SHORT TASK:
Could you reproduce every record below word for word, leaving the pictures out of your answer?

ENTRIES SHOWN:
—————

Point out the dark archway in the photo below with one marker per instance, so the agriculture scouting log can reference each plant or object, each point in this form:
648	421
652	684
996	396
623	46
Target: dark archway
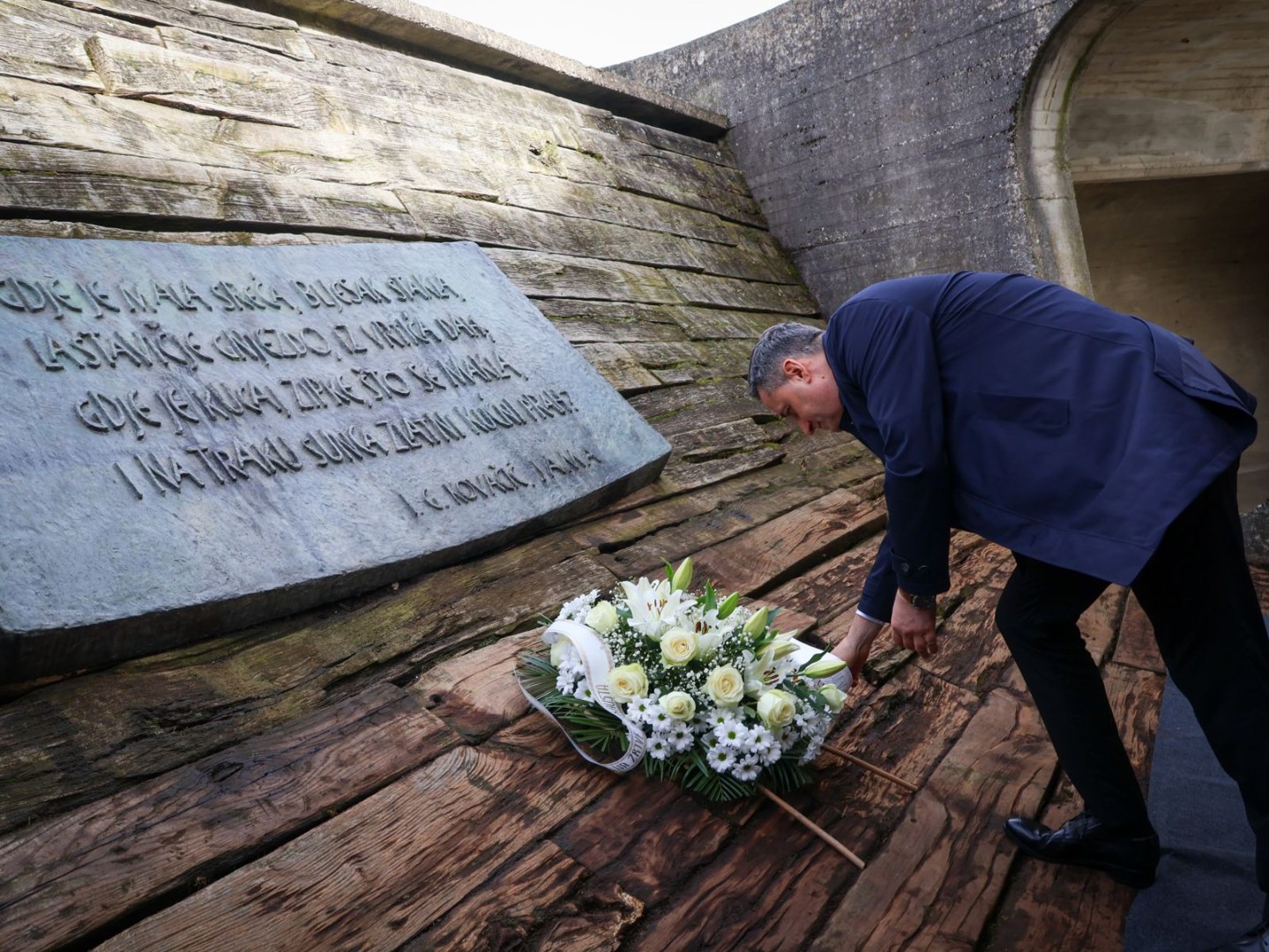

—————

WRITTEN REPLY:
Point out the dark archway in the photo below with one marker per instance, so the agriculture scouting log can reference each plant or object, each point in this form:
648	421
652	684
996	396
623	46
Target: dark archway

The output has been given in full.